*** TASK DATA

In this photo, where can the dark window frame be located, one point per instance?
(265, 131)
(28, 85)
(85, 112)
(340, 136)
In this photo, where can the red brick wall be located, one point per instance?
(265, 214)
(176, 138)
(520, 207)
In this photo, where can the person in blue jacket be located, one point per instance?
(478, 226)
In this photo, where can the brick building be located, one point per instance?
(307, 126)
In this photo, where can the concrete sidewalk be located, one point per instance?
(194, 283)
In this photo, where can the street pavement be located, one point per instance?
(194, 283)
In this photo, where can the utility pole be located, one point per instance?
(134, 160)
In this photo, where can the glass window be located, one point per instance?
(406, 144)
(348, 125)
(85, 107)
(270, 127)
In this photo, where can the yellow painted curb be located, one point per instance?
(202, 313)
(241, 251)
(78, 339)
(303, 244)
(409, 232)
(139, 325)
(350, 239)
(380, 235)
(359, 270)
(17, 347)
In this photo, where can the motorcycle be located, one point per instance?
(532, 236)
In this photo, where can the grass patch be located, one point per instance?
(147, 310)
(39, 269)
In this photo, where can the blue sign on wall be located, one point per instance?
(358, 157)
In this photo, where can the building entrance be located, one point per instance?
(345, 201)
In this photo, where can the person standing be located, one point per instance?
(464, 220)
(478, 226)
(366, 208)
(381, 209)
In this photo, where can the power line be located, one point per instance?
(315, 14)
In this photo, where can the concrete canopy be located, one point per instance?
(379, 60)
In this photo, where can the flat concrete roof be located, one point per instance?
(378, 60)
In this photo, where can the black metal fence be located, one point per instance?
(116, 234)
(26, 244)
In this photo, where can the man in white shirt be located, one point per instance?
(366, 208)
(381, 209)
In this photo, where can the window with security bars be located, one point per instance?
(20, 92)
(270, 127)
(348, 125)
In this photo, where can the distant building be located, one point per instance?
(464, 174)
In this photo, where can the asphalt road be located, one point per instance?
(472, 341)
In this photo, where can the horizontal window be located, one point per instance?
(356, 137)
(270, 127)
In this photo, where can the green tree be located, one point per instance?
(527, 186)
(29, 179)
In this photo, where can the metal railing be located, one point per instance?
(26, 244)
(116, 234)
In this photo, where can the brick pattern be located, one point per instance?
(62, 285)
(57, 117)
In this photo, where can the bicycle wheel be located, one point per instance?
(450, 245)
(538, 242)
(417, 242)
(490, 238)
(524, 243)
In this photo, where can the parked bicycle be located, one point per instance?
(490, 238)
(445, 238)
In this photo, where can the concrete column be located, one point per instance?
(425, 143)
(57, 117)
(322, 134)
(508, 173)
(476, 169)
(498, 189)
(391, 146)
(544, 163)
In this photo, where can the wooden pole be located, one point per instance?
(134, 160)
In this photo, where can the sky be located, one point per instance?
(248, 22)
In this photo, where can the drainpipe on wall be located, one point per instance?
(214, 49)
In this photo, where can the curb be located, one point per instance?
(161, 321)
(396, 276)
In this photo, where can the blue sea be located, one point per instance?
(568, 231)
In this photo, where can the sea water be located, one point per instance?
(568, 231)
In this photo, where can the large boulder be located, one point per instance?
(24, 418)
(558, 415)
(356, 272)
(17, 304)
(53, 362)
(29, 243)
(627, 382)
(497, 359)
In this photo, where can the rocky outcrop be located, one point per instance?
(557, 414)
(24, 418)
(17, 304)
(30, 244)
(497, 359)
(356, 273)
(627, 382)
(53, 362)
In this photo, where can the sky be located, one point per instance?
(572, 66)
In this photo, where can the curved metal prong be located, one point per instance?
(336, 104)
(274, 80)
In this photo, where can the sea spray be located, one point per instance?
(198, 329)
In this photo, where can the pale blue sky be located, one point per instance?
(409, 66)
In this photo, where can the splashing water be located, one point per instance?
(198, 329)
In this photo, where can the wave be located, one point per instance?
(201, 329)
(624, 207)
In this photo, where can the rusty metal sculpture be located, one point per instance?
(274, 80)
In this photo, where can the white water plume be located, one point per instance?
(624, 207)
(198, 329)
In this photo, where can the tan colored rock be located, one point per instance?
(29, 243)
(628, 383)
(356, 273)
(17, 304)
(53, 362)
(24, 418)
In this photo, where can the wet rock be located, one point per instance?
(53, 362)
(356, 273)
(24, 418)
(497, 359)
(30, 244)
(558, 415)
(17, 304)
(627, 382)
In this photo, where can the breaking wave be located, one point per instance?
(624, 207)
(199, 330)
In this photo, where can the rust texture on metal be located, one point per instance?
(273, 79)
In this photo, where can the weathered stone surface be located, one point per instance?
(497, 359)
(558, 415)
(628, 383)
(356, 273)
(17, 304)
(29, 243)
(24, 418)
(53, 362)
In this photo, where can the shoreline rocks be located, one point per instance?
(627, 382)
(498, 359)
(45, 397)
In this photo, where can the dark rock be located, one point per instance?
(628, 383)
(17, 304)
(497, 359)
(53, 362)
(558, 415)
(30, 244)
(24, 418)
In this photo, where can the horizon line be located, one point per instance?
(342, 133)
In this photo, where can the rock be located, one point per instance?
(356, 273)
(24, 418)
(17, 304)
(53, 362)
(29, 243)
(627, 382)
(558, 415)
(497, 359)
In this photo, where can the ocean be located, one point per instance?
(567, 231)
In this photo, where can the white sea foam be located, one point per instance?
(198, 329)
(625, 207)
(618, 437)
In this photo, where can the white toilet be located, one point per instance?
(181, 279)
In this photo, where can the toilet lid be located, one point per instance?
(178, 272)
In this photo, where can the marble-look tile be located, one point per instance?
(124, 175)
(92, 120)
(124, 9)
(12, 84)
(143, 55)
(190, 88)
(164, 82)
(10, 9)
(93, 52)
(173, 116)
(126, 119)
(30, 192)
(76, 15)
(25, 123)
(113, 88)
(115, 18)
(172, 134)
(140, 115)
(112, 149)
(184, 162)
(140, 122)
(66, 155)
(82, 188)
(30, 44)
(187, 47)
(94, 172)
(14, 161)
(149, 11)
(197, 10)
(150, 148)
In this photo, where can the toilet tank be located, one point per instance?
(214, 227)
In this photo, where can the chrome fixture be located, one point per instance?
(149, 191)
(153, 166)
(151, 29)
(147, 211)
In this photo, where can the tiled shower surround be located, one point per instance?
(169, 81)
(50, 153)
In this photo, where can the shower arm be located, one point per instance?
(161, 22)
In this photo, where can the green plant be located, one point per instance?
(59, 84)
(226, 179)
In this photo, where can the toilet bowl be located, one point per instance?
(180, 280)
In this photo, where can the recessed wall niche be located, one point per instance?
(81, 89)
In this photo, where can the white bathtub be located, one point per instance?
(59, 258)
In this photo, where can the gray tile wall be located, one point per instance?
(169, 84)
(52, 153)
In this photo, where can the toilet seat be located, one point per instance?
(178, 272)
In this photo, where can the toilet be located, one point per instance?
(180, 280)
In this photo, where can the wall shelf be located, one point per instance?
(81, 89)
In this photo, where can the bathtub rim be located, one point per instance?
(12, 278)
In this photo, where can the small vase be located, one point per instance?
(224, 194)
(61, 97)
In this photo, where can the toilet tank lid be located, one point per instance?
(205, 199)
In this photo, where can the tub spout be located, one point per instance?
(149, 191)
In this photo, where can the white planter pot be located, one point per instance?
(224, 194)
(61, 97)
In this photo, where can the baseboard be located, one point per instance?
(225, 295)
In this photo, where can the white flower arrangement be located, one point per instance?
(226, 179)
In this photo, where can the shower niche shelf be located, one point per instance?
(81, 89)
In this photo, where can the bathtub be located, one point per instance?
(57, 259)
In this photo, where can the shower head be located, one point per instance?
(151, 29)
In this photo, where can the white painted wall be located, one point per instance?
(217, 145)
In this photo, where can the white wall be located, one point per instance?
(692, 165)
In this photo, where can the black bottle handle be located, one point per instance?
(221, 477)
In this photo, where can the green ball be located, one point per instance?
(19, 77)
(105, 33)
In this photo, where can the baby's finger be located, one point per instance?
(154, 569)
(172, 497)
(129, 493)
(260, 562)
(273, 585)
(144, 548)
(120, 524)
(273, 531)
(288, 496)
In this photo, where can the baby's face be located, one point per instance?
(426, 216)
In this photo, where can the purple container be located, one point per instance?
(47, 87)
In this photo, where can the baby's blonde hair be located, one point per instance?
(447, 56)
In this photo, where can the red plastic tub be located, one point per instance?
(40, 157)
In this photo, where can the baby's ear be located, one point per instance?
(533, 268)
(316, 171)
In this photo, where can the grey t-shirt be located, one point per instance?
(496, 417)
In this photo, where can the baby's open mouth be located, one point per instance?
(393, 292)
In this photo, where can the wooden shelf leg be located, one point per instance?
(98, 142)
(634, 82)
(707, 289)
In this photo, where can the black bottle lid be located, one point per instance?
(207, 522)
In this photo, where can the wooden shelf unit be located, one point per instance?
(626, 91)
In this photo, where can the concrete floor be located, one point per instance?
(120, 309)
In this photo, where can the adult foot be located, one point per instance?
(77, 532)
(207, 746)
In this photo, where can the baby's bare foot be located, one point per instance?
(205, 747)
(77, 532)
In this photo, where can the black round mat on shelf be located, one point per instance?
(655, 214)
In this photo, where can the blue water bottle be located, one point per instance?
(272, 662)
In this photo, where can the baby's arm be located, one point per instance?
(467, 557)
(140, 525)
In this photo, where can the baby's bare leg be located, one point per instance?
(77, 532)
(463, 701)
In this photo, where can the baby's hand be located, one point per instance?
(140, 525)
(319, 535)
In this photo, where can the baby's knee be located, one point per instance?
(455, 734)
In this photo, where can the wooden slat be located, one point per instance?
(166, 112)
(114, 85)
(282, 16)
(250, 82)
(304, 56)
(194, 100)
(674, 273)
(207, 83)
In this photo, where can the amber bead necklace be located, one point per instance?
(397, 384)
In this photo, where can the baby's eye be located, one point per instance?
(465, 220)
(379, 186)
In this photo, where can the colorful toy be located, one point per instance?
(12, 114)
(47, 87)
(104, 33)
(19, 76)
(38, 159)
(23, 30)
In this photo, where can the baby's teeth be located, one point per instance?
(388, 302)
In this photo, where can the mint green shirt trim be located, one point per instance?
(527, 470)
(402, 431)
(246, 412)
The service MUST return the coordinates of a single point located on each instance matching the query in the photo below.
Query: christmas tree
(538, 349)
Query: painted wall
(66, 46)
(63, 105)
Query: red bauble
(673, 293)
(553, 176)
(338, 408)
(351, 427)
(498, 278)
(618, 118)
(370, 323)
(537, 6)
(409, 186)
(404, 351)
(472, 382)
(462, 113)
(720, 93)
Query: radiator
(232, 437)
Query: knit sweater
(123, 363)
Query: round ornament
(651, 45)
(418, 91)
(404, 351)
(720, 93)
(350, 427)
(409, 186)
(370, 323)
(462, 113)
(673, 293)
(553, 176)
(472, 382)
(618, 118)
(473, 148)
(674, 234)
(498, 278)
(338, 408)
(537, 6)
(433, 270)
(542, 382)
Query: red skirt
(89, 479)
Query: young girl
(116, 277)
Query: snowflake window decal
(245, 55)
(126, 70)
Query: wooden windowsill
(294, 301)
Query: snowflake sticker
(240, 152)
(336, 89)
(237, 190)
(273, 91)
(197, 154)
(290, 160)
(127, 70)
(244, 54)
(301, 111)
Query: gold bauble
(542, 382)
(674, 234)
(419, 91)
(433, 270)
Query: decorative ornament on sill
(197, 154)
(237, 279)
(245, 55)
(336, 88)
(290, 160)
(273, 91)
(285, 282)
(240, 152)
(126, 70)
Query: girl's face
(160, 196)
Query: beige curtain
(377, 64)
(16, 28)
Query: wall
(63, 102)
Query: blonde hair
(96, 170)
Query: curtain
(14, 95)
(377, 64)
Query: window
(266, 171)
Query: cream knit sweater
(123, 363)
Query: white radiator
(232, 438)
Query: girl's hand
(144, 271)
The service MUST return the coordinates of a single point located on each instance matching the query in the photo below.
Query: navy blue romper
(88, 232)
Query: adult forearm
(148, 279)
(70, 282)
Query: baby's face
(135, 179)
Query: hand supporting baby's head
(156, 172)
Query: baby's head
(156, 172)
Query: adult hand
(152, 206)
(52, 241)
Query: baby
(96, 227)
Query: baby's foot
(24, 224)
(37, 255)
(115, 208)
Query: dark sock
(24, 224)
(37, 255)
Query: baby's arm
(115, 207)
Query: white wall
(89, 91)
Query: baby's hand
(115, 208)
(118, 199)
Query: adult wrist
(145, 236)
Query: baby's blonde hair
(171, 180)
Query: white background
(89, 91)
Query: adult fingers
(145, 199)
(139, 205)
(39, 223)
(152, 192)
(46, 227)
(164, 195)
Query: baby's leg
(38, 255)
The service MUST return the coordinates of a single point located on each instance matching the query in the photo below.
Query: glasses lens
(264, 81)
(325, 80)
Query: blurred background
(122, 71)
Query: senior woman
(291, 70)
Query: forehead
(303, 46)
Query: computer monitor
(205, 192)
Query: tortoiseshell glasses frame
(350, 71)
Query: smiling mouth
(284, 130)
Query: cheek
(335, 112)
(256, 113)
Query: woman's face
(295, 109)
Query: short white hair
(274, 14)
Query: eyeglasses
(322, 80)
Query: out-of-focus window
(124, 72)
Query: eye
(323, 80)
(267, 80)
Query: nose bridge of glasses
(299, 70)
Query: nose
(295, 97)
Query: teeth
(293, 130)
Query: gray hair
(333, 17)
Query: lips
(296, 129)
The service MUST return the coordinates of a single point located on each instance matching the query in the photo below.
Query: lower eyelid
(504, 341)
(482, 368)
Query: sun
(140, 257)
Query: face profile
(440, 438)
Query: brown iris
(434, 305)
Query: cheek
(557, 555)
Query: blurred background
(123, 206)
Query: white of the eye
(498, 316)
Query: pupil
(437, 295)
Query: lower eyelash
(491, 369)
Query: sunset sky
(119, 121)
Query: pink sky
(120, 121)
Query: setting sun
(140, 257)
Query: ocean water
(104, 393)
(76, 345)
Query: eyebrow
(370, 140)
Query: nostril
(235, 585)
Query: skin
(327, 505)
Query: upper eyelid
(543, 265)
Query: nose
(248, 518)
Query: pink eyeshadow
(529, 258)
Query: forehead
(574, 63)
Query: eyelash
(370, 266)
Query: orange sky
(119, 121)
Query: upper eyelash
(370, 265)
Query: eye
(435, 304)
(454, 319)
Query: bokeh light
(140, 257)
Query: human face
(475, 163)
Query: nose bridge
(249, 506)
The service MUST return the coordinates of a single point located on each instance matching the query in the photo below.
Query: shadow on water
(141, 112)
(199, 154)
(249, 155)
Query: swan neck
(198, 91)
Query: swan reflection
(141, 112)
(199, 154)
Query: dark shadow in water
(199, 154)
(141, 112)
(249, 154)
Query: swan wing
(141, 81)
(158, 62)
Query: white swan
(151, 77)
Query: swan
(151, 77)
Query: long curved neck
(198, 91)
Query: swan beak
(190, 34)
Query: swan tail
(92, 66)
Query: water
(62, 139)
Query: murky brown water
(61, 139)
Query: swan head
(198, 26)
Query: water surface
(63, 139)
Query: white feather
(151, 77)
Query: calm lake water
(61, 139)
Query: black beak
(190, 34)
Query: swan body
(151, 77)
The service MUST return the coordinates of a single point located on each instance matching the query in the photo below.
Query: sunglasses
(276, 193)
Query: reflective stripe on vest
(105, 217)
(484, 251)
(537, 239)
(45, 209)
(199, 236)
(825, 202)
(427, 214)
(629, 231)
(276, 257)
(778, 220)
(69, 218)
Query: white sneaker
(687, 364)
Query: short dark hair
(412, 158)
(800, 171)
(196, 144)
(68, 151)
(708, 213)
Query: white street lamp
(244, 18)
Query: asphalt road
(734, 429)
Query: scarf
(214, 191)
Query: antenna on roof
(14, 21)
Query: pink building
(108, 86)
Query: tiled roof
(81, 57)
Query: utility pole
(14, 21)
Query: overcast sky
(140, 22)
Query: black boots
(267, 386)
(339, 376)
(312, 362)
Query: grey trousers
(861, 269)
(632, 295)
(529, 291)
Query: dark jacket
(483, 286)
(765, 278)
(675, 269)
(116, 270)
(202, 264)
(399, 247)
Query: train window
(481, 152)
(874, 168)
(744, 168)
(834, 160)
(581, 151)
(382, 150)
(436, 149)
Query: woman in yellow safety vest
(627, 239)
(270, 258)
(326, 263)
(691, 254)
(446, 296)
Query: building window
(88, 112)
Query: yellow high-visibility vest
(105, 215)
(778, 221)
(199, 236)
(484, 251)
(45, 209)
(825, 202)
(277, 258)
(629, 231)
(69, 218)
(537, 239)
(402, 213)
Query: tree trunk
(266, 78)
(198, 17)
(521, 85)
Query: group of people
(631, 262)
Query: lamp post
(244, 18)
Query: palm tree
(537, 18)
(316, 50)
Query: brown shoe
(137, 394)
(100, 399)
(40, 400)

******

_WRITTEN TASK_
Exactly reproduce the lines from the one containing "Query: reflective stripe on vest" through the end of the records, and only those lines.

_EXERCISE RESULT_
Query: reflective stripe on vest
(105, 217)
(484, 251)
(537, 239)
(45, 209)
(199, 236)
(825, 202)
(427, 214)
(629, 231)
(276, 257)
(778, 220)
(69, 218)
Query: white sneaker
(687, 364)
Query: short dark hair
(412, 158)
(800, 171)
(196, 144)
(68, 151)
(708, 213)
Query: white street lamp
(244, 18)
Query: asphalt road
(734, 429)
Query: scarf
(214, 191)
Query: antenna on roof
(14, 21)
Query: pink building
(108, 86)
Query: tiled roof
(81, 57)
Query: utility pole
(14, 21)
Query: overcast sky
(140, 22)
Query: black boots
(267, 386)
(339, 376)
(312, 362)
Query: grey trousers
(861, 269)
(632, 295)
(529, 291)
Query: dark jacket
(483, 286)
(765, 278)
(675, 269)
(116, 270)
(202, 264)
(399, 247)
Query: train window
(481, 152)
(874, 168)
(744, 168)
(834, 160)
(581, 151)
(382, 150)
(436, 149)
Query: woman in yellow safety vest
(627, 239)
(270, 258)
(326, 263)
(691, 254)
(446, 296)
Query: building window
(88, 112)
Query: yellow high-visibility vest
(105, 215)
(778, 221)
(199, 236)
(484, 251)
(45, 209)
(825, 202)
(277, 258)
(629, 231)
(69, 218)
(537, 239)
(402, 213)
Query: tree trunk
(266, 78)
(198, 17)
(521, 85)
Query: group of people
(631, 262)
Query: lamp post
(244, 18)
Query: palm tree
(537, 18)
(316, 50)
Query: brown shoe
(137, 394)
(100, 399)
(40, 400)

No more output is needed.